Object location annotation data ::
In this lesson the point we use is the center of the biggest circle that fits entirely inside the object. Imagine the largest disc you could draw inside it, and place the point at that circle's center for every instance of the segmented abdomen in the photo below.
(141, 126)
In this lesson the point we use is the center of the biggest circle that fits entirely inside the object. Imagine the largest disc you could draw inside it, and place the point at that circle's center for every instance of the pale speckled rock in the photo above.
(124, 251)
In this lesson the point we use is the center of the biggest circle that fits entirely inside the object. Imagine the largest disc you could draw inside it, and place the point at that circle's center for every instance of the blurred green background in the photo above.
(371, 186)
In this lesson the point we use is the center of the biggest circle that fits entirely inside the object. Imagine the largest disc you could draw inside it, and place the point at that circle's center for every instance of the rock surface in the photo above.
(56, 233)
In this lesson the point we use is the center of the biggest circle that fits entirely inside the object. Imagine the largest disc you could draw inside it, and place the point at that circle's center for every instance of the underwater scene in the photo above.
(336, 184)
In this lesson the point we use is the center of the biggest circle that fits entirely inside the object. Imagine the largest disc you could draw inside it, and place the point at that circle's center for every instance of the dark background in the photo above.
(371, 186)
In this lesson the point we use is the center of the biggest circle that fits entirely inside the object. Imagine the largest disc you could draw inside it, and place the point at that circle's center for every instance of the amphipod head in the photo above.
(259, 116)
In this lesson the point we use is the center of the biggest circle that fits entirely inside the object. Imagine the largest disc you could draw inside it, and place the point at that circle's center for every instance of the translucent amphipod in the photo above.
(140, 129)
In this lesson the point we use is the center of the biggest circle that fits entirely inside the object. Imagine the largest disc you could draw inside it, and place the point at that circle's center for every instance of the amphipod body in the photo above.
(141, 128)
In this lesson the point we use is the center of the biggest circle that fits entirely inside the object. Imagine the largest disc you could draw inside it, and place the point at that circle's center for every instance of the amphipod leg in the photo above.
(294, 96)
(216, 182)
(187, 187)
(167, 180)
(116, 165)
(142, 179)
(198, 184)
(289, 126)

Stated exercise :: Quote all of the entries exactly as they appear.

Written solution ::
In this lesson the point we use is the center of the biggest circle that fits entirely inside the object. Imagine the largest disc you could draw inside it, and place the point at that circle's center for every instance of the segmented abdomen in the photo below.
(141, 126)
In this lesson the point we use is the center of the biggest circle that fits entirely inside the object. Imagine the largest disc you could draw inside it, and place the point at that circle's center for every instance of the pale speckled rock in the photo above.
(124, 251)
In this lesson the point we use is the center of the biggest circle that fits entirely inside the object. Imagine the largest disc you could draw inside it, and place the point at that circle's center for every instance of the blurred green background in the photo above.
(371, 186)
In this lesson the point we use is the center of the biggest circle that fits entirely inside the object. Imagine the largest disc you could draw inside it, and place the point at that circle's center for every instance of the rock surface in the photo above.
(56, 233)
In this lesson the point we use is the center of the biggest circle that fits entirely inside the object. Imagine the largest disc you could draw inside it, and place the point at that circle's center for every instance of the underwater scene in the photo above.
(336, 184)
In this lesson the point we use is the center of the biggest circle that fits entirely inside the object. Imagine the largest disc you could draw inside it, and place the point at that circle's center for every instance of the dark background in the photo above.
(371, 186)
In this lesson the point we use is the center of the biggest circle that fits entirely inside the object. Imagine the largest disc you could draw inside it, and place the point at that circle's center for every instance of the amphipod head in the photo above.
(259, 116)
In this lesson the point we use is the center of the biggest circle that fits entirely inside the object. Imagine the largest disc you could draw inside it, and place the point at that circle's center for every instance of the translucent amphipod in the photo above.
(140, 129)
In this lesson the point we use is the center of the biggest circle that fits entirely inside the object. Imagine the largest disc you could draw inside it, and place the point at that circle's center for every instance of the amphipod body in the photo above.
(141, 128)
In this lesson the point we use is the center of the biggest circle that fits entirely inside the object. Imagine the largest disc you could draw inside it, and place the point at that circle's center for every instance of the amphipod leg in the photo above.
(294, 96)
(216, 182)
(187, 187)
(167, 180)
(116, 165)
(142, 179)
(198, 184)
(289, 126)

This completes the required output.